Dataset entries
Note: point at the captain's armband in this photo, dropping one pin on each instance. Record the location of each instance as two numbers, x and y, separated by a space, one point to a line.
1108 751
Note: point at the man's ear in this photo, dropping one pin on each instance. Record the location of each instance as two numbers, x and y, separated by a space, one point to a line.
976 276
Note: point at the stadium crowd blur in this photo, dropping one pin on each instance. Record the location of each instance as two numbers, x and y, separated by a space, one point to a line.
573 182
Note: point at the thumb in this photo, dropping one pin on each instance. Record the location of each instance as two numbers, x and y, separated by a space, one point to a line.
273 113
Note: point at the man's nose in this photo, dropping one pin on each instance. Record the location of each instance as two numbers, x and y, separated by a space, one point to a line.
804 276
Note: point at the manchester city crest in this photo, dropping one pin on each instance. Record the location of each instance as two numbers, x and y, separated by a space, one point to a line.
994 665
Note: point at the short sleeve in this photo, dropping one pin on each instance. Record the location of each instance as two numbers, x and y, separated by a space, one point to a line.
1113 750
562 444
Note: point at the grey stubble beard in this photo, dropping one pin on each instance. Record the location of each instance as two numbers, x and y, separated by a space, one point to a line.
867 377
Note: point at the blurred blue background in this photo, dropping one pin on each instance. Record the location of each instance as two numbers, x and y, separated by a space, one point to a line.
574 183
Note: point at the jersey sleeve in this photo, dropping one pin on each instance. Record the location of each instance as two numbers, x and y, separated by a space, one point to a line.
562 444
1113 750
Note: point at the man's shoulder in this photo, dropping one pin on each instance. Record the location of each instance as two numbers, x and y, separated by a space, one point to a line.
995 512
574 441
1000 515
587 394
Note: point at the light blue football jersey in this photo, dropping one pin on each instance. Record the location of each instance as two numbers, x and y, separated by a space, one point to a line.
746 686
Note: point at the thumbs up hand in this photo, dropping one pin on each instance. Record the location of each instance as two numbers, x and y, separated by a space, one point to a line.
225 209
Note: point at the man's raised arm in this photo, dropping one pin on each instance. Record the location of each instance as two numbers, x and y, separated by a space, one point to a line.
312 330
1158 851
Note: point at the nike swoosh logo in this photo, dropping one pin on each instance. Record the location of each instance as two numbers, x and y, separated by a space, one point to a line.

The request: Rewrite the records from the line containing "Note: point at the light" through the end of the records, keeping every request, and shift each coordinate in the answers up by 149.

Result below:
Note: point at the light blue football jersey in this photo, dropping one pin on each instance. Record the location of each instance as two numbers, x and y, separated by a space, one point to a line.
895 835
Note: point at the thumbs up hand in this photo, dropping one pin on each instance. Record the location of each instance as two numbers, x and y, separated by a space, one point to a line.
374 358
Note: point at the man's raised arm in this photo, dropping one pin on each instance. Record the location of each instance as two numbers, x and y, separated by a space, one point to a line.
461 479
1307 1000
Note: point at the nike swoosh logo in this photo, dropping one pin on each instance. Record the location of each instance as two numbers, x and y, separated by a space, one point to a line.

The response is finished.